→ Page excerpt:
[START]
Oracle Steps With Moore’s Law To Rev Exadata Database Machines

Absorbing a collection of new processing, memory, storage, and networking technologies in a fast fashion on a complex system is no easy task for any system maker or end user creating their own infrastructure, and it takes time even for a big company like Oracle to get all the pieces together and weld them together seamlessly. But the time it takes is getting smaller, and Oracle has absorbed a slew of new tech in its latest Exadata X6-2 platforms.

The updated machines are available only weeks after Intel launched its new “Broadwell” Xeon E5 v4 processors, which have been shipping to hyperscalers and cloud builders for the past four months or so and which were originally anticipated to launch around last September or so, a year after the launch of their predecessor “Haswell” Xeon E5 v3 chips. The Broadwell chips deliver somewhere between 20 percent and 45 percent better performance on various workloads, and with faster memory and more cores should deliver a substantial performance boost per node in the Exadata clusters, which employ Oracle’s Linux variant, its 12c in-memory database, its Real Application Clustering (RAC) for gluing together distributed databases, its Exadata storage servers for accelerating database queries, and of course a mix of disk and flash memory and InfiniBand networking to accelerate all of that software.
[END]
→ Objective 1:
Rewrite the rows from the line containing "For every instance of the blue" down through the line containing "[[391, 331]]", changing "green lawn area" to "grassy lawn section" and leaving everything else unchanged.

Point annotation records:
[START]
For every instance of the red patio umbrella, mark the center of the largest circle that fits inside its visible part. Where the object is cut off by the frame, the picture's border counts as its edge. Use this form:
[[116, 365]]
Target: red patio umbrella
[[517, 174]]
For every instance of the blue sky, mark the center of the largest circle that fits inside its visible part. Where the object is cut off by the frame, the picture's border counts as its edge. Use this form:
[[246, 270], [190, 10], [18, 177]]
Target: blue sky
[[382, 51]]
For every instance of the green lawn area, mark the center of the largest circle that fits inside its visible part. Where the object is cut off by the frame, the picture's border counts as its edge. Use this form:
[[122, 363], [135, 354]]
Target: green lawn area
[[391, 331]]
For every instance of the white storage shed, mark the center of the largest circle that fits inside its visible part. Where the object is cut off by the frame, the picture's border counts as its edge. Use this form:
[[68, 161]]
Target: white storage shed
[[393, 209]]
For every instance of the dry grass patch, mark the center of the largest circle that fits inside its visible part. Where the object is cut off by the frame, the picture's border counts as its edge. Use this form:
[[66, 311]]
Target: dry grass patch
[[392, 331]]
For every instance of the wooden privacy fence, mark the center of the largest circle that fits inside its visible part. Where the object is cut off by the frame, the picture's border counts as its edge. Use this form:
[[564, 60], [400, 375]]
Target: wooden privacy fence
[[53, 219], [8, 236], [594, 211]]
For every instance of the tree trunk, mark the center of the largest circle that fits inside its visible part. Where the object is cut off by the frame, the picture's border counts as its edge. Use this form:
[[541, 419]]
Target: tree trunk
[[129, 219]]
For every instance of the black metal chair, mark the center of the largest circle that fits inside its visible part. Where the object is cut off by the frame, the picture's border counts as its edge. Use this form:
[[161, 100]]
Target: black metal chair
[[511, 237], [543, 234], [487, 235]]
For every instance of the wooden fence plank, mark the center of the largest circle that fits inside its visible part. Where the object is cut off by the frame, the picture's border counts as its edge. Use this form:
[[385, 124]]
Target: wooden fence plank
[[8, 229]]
[END]
→ Objective 2:
Return the Oracle Exadata article's text word for word, from "Oracle Steps With" down through "Exadata X6-2 platforms.".

→ Worked answer 1:
For every instance of the blue sky, mark the center of the largest circle that fits inside its visible part. Where the object is cut off by the frame, the picture's border counts as its edge. Use this form:
[[246, 270], [190, 10], [18, 177]]
Target: blue sky
[[382, 51]]
For every instance of the grassy lawn section, mark the center of the largest circle that fits inside its visible part. Where the object is cut off by the frame, the picture's border counts as its edge. Use this form:
[[122, 363], [135, 354]]
Target: grassy lawn section
[[391, 331]]

→ Worked answer 2:
Oracle Steps With Moore’s Law To Rev Exadata Database Machines

Absorbing a collection of new processing, memory, storage, and networking technologies in a fast fashion on a complex system is no easy task for any system maker or end user creating their own infrastructure, and it takes time even for a big company like Oracle to get all the pieces together and weld them together seamlessly. But the time it takes is getting smaller, and Oracle has absorbed a slew of new tech in its latest Exadata X6-2 platforms.